=== Section Start ===
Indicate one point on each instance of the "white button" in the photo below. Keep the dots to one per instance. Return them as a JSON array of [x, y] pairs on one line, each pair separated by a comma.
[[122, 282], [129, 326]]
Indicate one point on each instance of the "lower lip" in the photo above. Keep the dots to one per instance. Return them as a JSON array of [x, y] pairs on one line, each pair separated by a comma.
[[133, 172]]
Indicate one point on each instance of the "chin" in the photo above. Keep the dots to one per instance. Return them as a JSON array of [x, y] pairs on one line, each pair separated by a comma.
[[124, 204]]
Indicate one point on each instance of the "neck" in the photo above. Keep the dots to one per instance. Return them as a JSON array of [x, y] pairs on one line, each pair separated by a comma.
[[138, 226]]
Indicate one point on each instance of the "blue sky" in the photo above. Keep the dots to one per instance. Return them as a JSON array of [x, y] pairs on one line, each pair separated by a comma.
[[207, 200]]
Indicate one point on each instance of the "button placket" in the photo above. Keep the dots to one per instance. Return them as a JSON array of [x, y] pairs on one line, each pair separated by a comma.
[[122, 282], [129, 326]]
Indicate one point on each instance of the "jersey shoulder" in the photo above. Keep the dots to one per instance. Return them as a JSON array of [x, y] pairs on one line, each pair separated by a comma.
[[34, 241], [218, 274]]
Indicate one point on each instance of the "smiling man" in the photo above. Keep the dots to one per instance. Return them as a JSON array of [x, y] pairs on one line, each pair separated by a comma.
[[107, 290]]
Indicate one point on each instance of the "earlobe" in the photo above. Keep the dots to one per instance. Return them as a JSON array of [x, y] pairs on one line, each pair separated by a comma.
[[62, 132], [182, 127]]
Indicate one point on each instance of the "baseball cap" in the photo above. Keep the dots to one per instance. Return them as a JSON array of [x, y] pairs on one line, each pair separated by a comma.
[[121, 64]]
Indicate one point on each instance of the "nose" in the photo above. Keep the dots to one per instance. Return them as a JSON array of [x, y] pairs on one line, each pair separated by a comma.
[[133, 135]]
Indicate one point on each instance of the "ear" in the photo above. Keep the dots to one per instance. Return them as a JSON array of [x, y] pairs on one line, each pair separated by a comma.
=== Section End ===
▸ **INSTRUCTIONS FOR THE TASK**
Every entry is to be returned exactly, with nothing dropped.

▸ **TASK RESULT**
Indicate one point on each instance of the "white button" in the photo below. Keep the dots to one per instance. Return them as a JSON array of [x, y] pairs on one line, each pair separated by a comma.
[[122, 282], [129, 326]]
Indicate one point on each instance of the "lower lip" in the photo above. Keep the dots to one per instance. Return them as a JSON array of [x, y] pairs on one line, each pair separated by a comma.
[[133, 172]]
Indicate one point on each instance of the "chin" in the photo above. Keep the dots to one per instance. Return them as a JSON array of [x, y] pairs on one line, each pair separated by a comma.
[[124, 204]]
Indicate one point on each instance of the "neck" in the photo above. Keep the dots to one per instance. Return them as a JSON array of [x, y] pairs on one line, each pair separated by a comma.
[[138, 226]]
Indicate one point on each instance of the "blue sky" in the photo above. Keep the dots to one per instance. Return them as a JSON array of [x, y] pairs on one line, each pair separated by a comma.
[[207, 200]]
Indicate one point on each instance of the "button placket" in the photo above. Keep the dots to one per instance. Return them as a JSON array of [x, y] pairs on one line, each pair separated by a comma.
[[122, 282], [129, 326]]
Indicate one point on each instance of the "jersey shoulder" in the photo above. Keep the dots to one per instance. Return them as a JSON array of [x, y] pairs on one line, each pair separated by a comma.
[[34, 241], [218, 274]]
Indicate one point on each instance of the "smiling man" in the photo above. Keep the dots to one per instance. Return them as a JSON array of [x, y] pairs on one line, each pair separated by a comma.
[[107, 290]]
Indicate one point on each instance of the "earlobe" in the photo above. Keep the dots to one per instance. Return them as a JSON array of [x, y] pairs on one line, each pair separated by a comma.
[[62, 132], [182, 127]]
Indicate one point on each instance of the "baseball cap" in the photo above. Keep the dots to one per instance. Return them as a JSON array of [x, y] pairs on one line, each pair separated by a comma.
[[121, 64]]
Indicate one point on each instance of the "nose" in the photo above. Keep the dots to one per instance. Return them as a JSON array of [x, y] pairs on one line, each pair separated by a comma.
[[133, 135]]
Indicate one point on each instance of the "ear" in the photo above. Keep the dots to one per instance. Return them as a JSON array of [x, y] pairs on one line, each pair separated by a comma.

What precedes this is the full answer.